Once the data has been read, restate all of it exactly.

[Data records]
▽
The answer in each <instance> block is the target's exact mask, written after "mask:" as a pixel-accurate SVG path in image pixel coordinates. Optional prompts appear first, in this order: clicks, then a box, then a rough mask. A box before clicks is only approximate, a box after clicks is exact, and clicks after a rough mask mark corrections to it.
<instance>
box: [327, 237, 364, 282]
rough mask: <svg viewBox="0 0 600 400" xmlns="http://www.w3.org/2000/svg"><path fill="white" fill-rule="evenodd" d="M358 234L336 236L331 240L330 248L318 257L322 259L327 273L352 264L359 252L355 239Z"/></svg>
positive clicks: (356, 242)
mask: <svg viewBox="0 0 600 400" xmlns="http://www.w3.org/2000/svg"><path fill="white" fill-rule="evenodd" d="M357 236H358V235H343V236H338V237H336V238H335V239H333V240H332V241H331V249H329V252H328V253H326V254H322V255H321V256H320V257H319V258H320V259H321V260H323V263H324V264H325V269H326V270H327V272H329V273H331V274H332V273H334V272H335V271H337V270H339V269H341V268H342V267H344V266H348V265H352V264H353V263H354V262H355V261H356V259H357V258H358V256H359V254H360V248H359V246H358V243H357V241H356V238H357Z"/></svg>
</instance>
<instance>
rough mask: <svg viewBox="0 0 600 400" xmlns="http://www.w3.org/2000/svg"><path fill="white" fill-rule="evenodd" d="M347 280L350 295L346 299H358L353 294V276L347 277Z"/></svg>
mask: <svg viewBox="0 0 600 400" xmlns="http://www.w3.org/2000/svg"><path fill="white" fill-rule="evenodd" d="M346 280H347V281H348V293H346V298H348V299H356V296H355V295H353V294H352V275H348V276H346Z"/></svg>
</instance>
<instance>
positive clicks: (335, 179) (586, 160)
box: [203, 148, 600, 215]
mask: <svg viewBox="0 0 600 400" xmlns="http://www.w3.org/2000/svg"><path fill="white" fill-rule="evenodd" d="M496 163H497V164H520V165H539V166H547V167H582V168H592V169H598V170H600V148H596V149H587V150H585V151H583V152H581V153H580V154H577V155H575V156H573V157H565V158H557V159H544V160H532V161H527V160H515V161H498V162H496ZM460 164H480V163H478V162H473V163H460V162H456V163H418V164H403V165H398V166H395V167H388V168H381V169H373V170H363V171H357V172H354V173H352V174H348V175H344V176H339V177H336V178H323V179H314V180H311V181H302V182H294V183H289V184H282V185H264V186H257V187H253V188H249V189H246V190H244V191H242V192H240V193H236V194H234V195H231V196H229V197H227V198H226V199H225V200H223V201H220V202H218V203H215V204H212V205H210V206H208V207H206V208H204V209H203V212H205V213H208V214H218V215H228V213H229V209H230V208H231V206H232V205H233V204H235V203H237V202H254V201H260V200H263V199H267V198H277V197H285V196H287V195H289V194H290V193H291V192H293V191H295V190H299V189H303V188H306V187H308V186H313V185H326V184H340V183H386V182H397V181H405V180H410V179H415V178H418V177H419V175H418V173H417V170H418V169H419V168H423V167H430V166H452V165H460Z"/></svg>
△
◆ EXERCISE SOLUTION ◆
The answer in each <instance> block is the target's exact mask, written after "mask:" as a pixel-accurate SVG path in image pixel coordinates. Optional prompts appear first, in this order: clicks, then a box, then a rough mask. A box before clicks is only approximate, a box after clicks is exact, and clicks after a rough mask mark corrections to it.
<instance>
box: [327, 237, 364, 282]
rough mask: <svg viewBox="0 0 600 400" xmlns="http://www.w3.org/2000/svg"><path fill="white" fill-rule="evenodd" d="M358 234L336 236L331 240L330 248L318 257L322 259L327 273L352 264L359 252L355 239Z"/></svg>
positive clicks: (356, 242)
mask: <svg viewBox="0 0 600 400" xmlns="http://www.w3.org/2000/svg"><path fill="white" fill-rule="evenodd" d="M357 236H358V235H343V236H338V237H336V238H335V239H333V240H332V241H331V249H329V252H328V253H326V254H322V255H321V256H320V257H319V258H320V259H321V260H323V263H324V264H325V269H326V270H327V272H329V273H331V274H332V273H334V272H335V271H337V270H339V269H341V268H342V267H344V266H348V265H352V264H353V263H354V262H355V261H356V259H357V258H358V256H359V254H360V248H359V246H358V243H357V241H356V238H357Z"/></svg>
</instance>
<instance>
rough mask: <svg viewBox="0 0 600 400" xmlns="http://www.w3.org/2000/svg"><path fill="white" fill-rule="evenodd" d="M347 280L350 295L346 299H358L353 294V276L347 277Z"/></svg>
mask: <svg viewBox="0 0 600 400" xmlns="http://www.w3.org/2000/svg"><path fill="white" fill-rule="evenodd" d="M346 280H347V281H348V293H346V298H348V299H356V296H355V295H353V294H352V275H348V276H346Z"/></svg>
</instance>
<instance>
positive clicks: (335, 179) (586, 160)
box: [203, 148, 600, 215]
mask: <svg viewBox="0 0 600 400" xmlns="http://www.w3.org/2000/svg"><path fill="white" fill-rule="evenodd" d="M496 163H497V164H520V165H539V166H547V167H582V168H592V169H598V170H600V148H596V149H587V150H585V151H583V152H581V153H580V154H577V155H575V156H573V157H565V158H557V159H544V160H532V161H527V160H515V161H498V162H496ZM460 164H480V163H478V162H473V163H460V162H456V163H418V164H403V165H398V166H395V167H388V168H381V169H373V170H363V171H357V172H354V173H352V174H348V175H344V176H339V177H336V178H323V179H314V180H311V181H302V182H294V183H289V184H282V185H264V186H257V187H253V188H249V189H246V190H244V191H242V192H240V193H236V194H234V195H231V196H229V197H227V198H226V199H225V200H223V201H220V202H218V203H215V204H212V205H210V206H208V207H206V208H204V209H203V212H205V213H208V214H218V215H228V213H229V209H230V208H231V206H232V205H233V204H235V203H237V202H254V201H260V200H263V199H267V198H277V197H285V196H287V195H289V194H290V193H291V192H293V191H295V190H299V189H303V188H306V187H308V186H313V185H326V184H340V183H386V182H397V181H405V180H410V179H415V178H418V177H419V175H418V173H417V170H418V169H419V168H423V167H430V166H452V165H460Z"/></svg>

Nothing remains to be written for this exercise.